When you respond, write out each entry exactly as it stands.

[Saved data entries]
=== Begin Enclosure ===
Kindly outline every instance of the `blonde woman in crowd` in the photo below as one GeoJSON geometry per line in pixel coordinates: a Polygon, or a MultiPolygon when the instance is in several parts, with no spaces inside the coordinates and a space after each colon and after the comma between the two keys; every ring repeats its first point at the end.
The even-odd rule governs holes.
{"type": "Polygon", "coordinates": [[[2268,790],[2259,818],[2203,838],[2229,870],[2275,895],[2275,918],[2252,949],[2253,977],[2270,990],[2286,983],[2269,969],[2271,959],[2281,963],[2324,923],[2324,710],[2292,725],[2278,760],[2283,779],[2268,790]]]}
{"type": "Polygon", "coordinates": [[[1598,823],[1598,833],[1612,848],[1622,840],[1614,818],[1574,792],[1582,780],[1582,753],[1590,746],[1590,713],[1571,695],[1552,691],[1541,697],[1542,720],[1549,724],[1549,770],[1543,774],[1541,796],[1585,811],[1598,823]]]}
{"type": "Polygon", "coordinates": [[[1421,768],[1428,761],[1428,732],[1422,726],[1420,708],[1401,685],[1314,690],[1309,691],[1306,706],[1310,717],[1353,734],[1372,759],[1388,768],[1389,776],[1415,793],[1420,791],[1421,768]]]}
=== End Enclosure ===
Expected answer
Kindly outline every instance of the `blonde woman in crowd` in the photo below as one GeoJSON geometry per line in pixel coordinates: a Polygon, or a MultiPolygon when the instance is in several parts, with no spaces inside the coordinates and a space after each colon and after the comma between the two keys; every ring repeats its first point at the end.
The even-odd rule governs holes.
{"type": "Polygon", "coordinates": [[[2268,790],[2259,818],[2203,838],[2229,870],[2275,895],[2275,918],[2252,949],[2253,977],[2270,990],[2286,983],[2269,969],[2271,959],[2281,963],[2324,923],[2324,710],[2292,725],[2278,760],[2283,779],[2268,790]]]}
{"type": "Polygon", "coordinates": [[[1598,823],[1598,833],[1612,848],[1622,840],[1614,818],[1574,792],[1582,780],[1582,753],[1590,746],[1590,713],[1571,695],[1552,691],[1541,697],[1542,720],[1549,724],[1549,770],[1543,774],[1541,796],[1585,811],[1598,823]]]}
{"type": "Polygon", "coordinates": [[[1421,768],[1428,761],[1428,732],[1422,726],[1420,708],[1401,685],[1314,690],[1309,691],[1306,706],[1310,717],[1353,734],[1372,759],[1388,768],[1389,776],[1415,793],[1420,791],[1421,768]]]}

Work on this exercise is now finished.